Not only are banknotes a tool for market circulation, but they are also an encyclopedia. Therefore, when traveling abroad, you can often observe the local cultural characteristics by “looking at the banknotes” to acknowledge the standard rules of different countries through the process of collection. The images printed on banknotes in countries with similar values are often identical, such as African countries focusing on animals, most Asian countries emphasizing politicians, and European countries tending to praise artists and philosophers.
After coming to Taiwan, have you found images other than characters on the currency? Other than the standard coins of $1, $5, $10, and $50, and the banknotes of $100, $500, and $1,000, have you received the very rare $20, $200, and $2,000 and found the animals, plants or mountains that are connected to the forest? Try opening your wallet to unveil the treasures that are hidden inside, such as the Mikado Pheasant that is better known as the “King in the Mist,” Formosan landlocked salmon that is better known as “the National Treasure Fish of Taiwan,” and “Dabajian Mountain” which is better known as the “King of the Mountains.” From the banknotes, you will be amazed to find that Taiwan is an ecologically rich treasure island!

..............................

BRIEF A
Answer these questions about the text on Taiwan's banknotes:
(i) What does the text say the banknotes of African countries focus on?
(ii) Which three denominations does the text call very rare?
(iii) What is Dabajian Mountain better known as?
BRIEF B
Count the lines of the listing that contain the string "lamp", treating uppercase and lowercase as different, and give only the number.

..............................

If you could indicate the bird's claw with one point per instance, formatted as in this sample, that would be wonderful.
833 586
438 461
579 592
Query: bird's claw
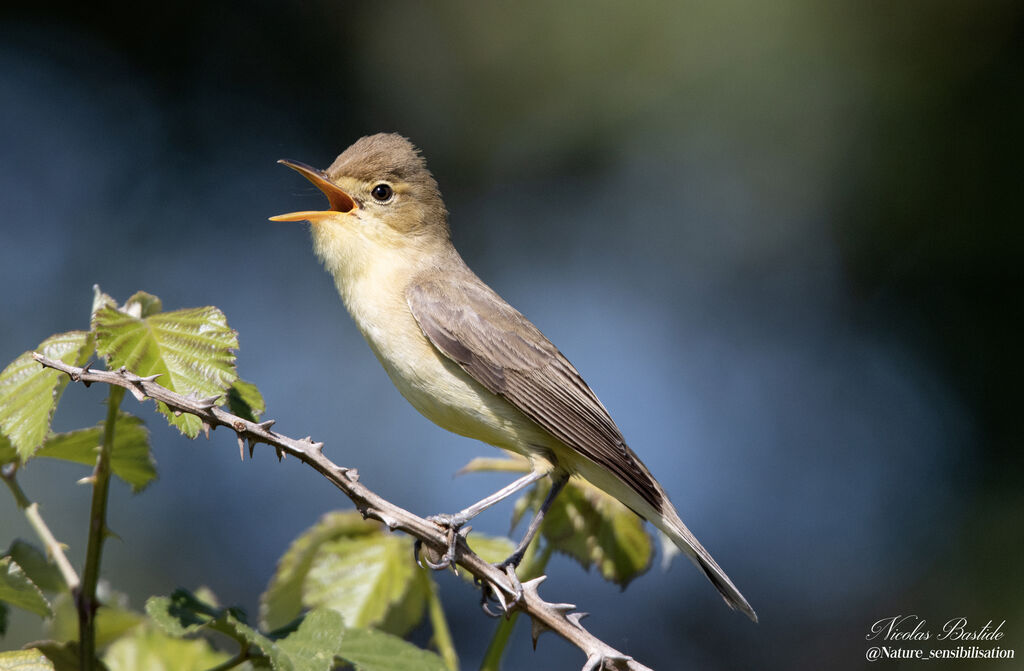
454 530
492 592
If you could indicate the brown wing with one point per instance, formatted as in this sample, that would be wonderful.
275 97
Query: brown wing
502 350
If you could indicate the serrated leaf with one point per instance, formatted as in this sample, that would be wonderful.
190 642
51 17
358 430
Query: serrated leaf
282 602
361 578
131 459
29 392
142 304
181 613
192 349
19 591
245 401
28 660
369 649
7 453
147 648
596 530
311 646
62 655
314 644
43 573
99 299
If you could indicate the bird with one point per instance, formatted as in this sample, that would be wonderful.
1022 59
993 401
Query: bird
460 353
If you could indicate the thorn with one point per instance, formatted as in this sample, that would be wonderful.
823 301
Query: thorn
531 585
208 403
536 629
574 618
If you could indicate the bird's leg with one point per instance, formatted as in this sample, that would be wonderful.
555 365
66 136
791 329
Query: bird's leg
454 522
512 562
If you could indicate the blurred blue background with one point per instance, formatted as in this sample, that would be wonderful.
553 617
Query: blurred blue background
781 241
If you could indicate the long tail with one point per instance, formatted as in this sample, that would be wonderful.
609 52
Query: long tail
674 528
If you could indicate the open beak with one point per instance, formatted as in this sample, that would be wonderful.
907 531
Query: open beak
339 200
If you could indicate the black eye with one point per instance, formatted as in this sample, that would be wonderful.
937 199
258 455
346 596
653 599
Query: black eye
382 193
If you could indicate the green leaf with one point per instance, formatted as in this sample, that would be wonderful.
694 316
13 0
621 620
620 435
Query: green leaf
314 644
143 304
131 459
28 660
311 646
369 649
596 530
62 655
7 453
245 401
360 578
352 567
282 602
19 591
148 648
114 618
43 573
29 392
99 299
192 349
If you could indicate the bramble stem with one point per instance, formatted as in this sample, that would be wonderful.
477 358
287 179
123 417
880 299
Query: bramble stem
85 599
532 565
53 547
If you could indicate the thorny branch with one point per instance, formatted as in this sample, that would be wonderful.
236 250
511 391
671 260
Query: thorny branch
559 618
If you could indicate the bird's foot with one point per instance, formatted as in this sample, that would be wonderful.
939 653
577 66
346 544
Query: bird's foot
501 595
454 529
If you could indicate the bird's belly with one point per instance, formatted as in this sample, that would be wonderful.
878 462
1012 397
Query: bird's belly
445 394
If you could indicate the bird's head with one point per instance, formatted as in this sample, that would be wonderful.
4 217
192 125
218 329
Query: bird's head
380 189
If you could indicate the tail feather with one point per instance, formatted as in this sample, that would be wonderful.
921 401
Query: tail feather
685 541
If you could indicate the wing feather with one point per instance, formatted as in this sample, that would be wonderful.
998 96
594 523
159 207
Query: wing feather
504 351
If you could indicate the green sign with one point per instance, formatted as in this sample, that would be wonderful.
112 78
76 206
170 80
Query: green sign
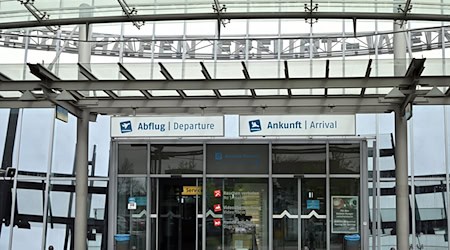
344 216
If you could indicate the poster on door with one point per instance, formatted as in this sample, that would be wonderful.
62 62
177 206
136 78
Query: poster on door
344 216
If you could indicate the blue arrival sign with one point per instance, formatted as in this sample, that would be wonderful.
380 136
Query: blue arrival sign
296 125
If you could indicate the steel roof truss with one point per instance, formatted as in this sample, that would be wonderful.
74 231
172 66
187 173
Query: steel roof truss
208 77
367 75
130 77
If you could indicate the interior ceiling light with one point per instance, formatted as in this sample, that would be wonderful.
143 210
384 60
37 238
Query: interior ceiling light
27 96
435 92
395 93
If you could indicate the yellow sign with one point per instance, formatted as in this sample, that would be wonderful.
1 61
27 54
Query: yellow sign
192 190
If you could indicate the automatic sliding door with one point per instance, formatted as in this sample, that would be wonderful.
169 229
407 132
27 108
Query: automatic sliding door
285 214
179 201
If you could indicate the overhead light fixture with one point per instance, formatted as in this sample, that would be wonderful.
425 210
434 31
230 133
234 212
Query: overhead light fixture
9 172
27 96
395 93
65 96
435 92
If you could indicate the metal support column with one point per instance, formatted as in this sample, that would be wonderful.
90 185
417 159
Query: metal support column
401 181
81 187
399 47
401 146
84 47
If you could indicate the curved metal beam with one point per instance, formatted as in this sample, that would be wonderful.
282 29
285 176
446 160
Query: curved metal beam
236 15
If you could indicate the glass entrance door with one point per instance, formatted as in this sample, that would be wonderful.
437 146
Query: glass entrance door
179 203
299 213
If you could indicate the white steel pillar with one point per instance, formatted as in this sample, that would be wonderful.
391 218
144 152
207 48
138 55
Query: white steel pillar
81 187
401 146
401 181
81 157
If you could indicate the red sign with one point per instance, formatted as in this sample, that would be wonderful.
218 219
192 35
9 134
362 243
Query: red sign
217 208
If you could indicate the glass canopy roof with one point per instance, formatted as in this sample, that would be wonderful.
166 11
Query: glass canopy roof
115 88
32 10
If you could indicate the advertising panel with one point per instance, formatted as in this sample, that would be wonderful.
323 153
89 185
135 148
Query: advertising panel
156 126
296 125
344 214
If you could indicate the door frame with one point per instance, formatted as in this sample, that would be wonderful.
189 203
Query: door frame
363 177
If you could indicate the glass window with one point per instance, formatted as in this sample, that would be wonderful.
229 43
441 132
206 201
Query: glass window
237 214
345 158
345 213
299 159
132 159
237 159
285 206
132 210
176 159
431 219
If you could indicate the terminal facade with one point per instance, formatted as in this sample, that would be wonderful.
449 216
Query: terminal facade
224 125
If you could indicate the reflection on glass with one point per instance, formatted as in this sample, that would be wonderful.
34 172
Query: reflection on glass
345 158
285 200
431 218
176 159
132 210
132 159
313 214
237 214
345 214
237 159
298 159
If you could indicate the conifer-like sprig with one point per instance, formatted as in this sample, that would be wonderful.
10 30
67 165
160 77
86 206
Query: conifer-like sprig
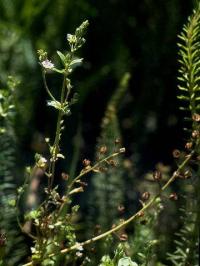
189 72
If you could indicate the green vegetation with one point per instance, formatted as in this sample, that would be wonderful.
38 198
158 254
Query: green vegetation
64 202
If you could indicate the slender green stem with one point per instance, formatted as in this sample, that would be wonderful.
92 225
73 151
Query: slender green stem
126 222
46 86
57 137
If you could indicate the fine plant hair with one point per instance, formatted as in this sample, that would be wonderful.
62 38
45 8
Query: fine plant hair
53 227
8 220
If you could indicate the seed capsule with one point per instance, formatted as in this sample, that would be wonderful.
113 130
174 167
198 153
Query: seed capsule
86 162
103 149
145 195
173 196
176 153
157 175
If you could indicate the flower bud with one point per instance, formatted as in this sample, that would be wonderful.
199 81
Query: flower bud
157 175
86 162
176 153
145 195
173 196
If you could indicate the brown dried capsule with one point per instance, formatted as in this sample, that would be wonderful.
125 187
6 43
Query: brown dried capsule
157 175
122 150
97 229
2 240
103 149
173 196
121 208
143 222
112 163
145 195
117 141
187 174
196 117
188 145
65 176
140 214
176 153
123 237
86 162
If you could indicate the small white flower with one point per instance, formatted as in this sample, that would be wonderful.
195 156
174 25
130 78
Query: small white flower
79 254
47 64
79 247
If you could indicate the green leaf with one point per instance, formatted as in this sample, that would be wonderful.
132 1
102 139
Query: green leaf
62 57
126 261
55 104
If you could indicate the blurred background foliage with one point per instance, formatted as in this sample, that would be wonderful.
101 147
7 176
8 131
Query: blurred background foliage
138 37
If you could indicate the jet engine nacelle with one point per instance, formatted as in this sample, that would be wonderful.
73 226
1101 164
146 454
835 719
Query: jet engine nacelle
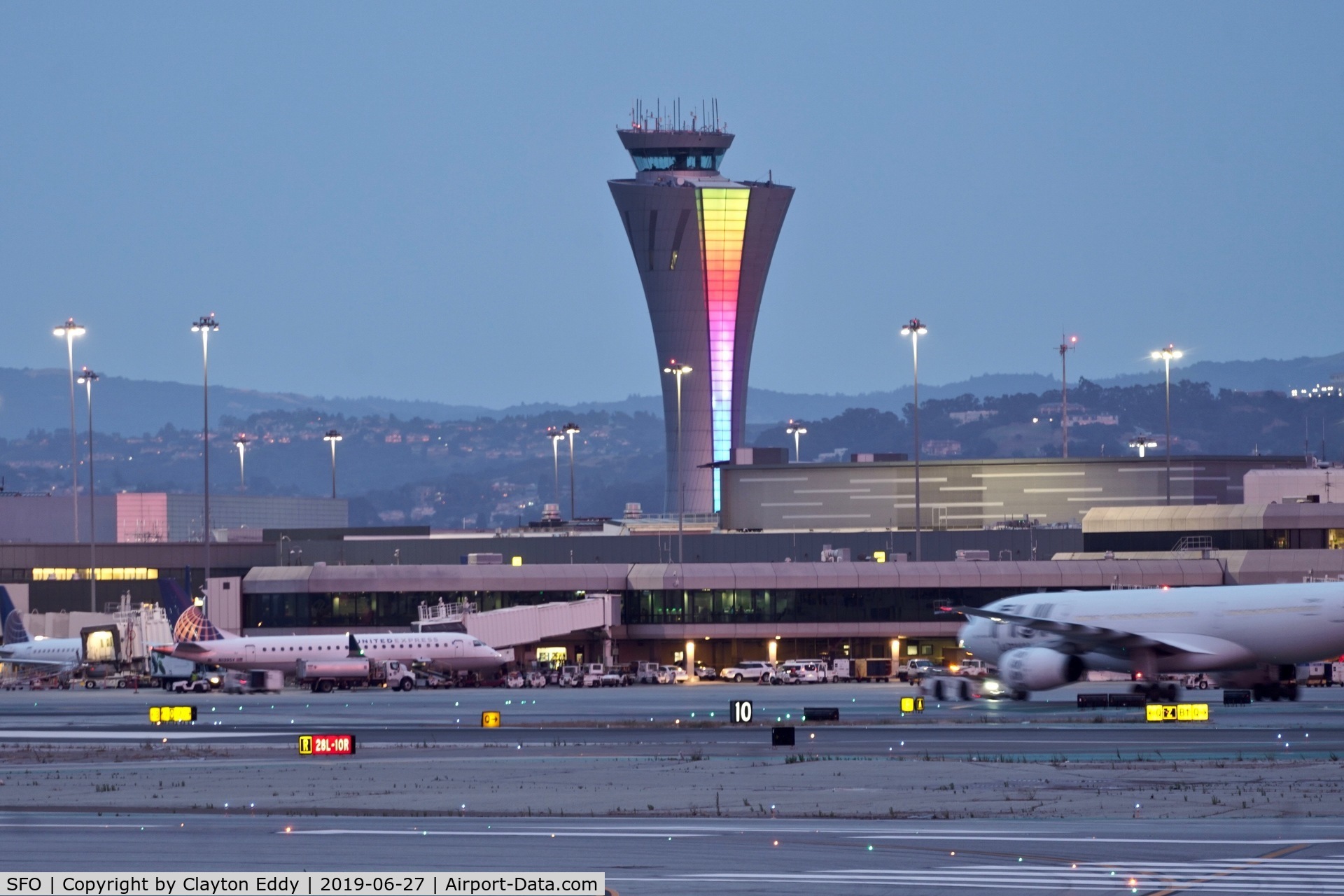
1040 669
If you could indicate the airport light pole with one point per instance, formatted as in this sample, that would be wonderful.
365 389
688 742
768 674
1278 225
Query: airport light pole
556 437
69 331
679 371
241 444
334 437
914 330
796 430
1166 356
1066 346
86 379
570 430
206 326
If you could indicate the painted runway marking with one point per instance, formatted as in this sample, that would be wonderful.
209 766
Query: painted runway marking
549 834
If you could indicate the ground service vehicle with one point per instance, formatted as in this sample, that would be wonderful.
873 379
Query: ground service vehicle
593 673
324 676
253 681
806 671
615 678
676 675
746 671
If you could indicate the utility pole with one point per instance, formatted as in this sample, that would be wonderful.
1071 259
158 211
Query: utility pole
1066 344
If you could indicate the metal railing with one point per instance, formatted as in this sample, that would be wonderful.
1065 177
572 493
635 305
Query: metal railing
444 613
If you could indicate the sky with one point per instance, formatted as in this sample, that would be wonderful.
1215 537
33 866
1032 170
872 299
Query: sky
409 199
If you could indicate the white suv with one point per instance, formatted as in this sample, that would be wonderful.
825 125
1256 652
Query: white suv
806 671
748 671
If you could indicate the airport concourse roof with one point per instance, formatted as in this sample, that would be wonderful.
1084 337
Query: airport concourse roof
324 580
671 577
1214 516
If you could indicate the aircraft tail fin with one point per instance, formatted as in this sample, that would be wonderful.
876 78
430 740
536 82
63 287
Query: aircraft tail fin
188 622
11 621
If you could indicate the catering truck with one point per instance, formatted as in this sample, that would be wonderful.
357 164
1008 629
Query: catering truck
324 676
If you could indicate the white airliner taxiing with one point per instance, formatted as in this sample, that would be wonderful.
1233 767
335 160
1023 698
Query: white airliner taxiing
448 650
1252 634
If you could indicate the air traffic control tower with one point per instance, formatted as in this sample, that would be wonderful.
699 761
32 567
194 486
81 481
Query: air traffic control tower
702 245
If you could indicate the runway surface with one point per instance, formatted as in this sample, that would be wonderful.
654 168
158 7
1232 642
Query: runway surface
766 856
652 719
680 801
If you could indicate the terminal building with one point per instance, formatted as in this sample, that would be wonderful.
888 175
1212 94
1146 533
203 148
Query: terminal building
974 493
131 517
704 246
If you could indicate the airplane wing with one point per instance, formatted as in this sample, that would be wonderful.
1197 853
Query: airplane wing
20 662
1085 638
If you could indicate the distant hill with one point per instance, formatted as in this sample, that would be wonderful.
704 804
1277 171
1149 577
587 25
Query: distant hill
38 399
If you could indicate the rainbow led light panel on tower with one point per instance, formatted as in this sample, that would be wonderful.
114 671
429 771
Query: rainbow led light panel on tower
723 223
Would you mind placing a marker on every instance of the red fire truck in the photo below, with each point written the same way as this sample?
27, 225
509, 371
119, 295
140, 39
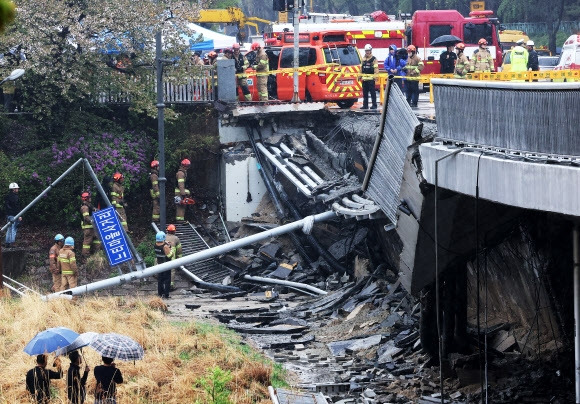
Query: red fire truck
424, 27
329, 63
427, 25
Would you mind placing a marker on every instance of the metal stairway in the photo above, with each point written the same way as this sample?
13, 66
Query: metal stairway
191, 242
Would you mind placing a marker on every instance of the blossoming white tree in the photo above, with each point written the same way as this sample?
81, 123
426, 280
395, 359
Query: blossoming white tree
72, 49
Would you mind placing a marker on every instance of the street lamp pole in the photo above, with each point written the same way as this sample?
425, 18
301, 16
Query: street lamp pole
160, 129
13, 76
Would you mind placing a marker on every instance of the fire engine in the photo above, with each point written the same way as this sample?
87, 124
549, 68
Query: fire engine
329, 64
424, 27
427, 25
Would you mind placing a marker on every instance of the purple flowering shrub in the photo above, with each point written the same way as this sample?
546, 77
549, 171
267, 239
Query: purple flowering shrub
126, 152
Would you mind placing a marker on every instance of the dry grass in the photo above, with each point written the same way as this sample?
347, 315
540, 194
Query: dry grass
176, 355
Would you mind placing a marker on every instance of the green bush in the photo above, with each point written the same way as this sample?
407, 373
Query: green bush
214, 384
126, 152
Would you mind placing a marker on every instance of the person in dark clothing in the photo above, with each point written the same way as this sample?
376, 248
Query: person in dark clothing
38, 378
447, 60
75, 384
12, 208
533, 63
107, 377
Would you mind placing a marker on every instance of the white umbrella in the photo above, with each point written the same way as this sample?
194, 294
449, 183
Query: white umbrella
81, 341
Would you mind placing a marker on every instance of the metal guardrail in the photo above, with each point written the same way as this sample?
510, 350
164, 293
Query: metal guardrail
497, 118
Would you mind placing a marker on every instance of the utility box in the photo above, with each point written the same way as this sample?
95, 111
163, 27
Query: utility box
227, 83
242, 184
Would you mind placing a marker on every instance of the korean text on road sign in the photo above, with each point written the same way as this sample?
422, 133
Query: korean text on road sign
107, 224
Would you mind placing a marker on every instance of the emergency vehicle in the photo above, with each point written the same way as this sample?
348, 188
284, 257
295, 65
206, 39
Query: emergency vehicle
424, 27
329, 63
427, 25
570, 56
362, 30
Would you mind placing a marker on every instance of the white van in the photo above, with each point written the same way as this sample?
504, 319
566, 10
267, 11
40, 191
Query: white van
570, 56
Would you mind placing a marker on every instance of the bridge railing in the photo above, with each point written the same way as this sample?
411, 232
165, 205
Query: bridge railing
198, 87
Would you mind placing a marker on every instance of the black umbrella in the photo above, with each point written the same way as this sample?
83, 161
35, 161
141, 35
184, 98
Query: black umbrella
445, 40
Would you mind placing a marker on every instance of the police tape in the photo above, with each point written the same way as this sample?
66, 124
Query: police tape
568, 75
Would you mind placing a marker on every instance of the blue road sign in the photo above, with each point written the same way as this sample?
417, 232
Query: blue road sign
109, 227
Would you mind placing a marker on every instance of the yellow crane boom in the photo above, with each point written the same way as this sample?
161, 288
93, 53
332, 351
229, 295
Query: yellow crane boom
229, 15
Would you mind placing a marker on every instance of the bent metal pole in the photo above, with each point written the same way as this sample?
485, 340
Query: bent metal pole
198, 256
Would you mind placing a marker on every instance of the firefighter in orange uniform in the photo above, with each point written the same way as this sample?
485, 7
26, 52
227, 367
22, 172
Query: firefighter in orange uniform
180, 190
67, 263
482, 61
369, 70
118, 198
262, 68
175, 243
154, 177
53, 262
89, 236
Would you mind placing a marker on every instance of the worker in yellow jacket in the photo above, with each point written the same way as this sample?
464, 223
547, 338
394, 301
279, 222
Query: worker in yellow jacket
67, 264
53, 262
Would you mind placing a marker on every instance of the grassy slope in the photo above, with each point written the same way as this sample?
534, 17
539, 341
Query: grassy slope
177, 355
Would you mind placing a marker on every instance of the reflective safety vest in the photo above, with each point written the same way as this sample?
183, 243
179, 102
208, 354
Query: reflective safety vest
117, 195
154, 177
86, 221
181, 176
174, 241
53, 259
67, 261
368, 65
161, 254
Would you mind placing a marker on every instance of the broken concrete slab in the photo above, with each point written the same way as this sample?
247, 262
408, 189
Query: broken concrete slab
338, 348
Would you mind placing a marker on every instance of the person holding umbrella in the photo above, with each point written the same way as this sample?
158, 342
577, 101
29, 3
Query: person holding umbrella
38, 378
75, 384
107, 376
447, 60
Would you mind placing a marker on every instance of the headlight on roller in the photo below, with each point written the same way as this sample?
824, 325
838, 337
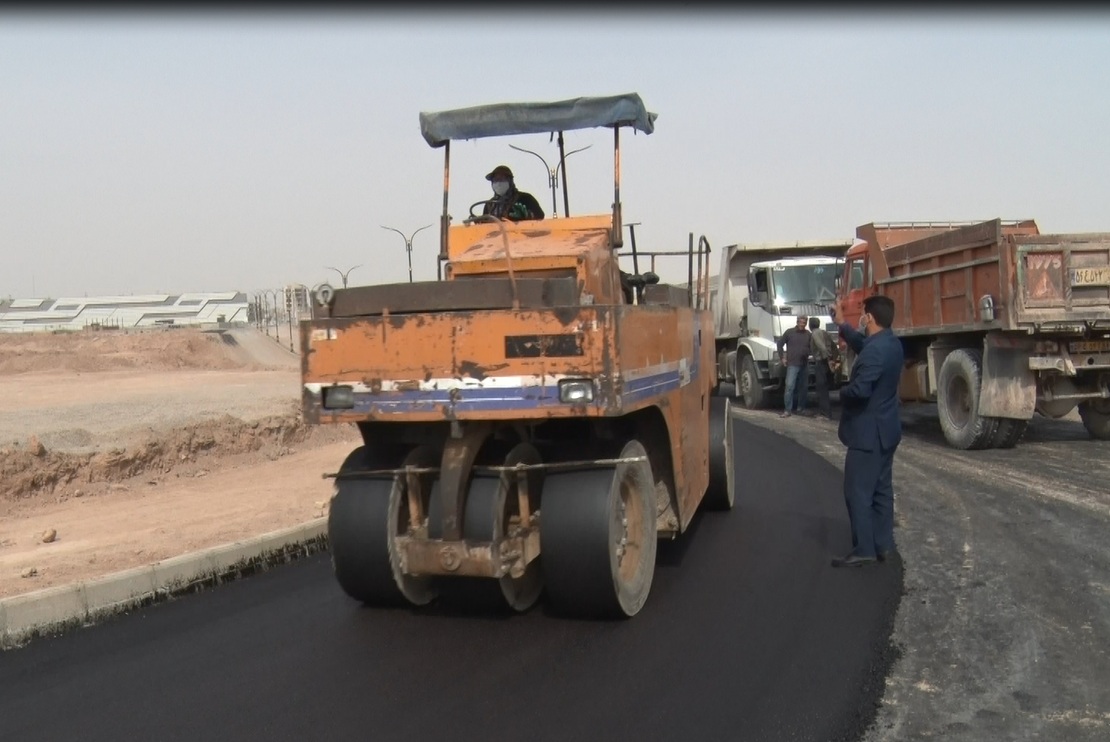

..............................

EXPECTED OUTPUT A
(i) Animals.
(ii) $20, $200, and $2,000.
(iii) The "King of the Mountains."

EXPECTED OUTPUT B
2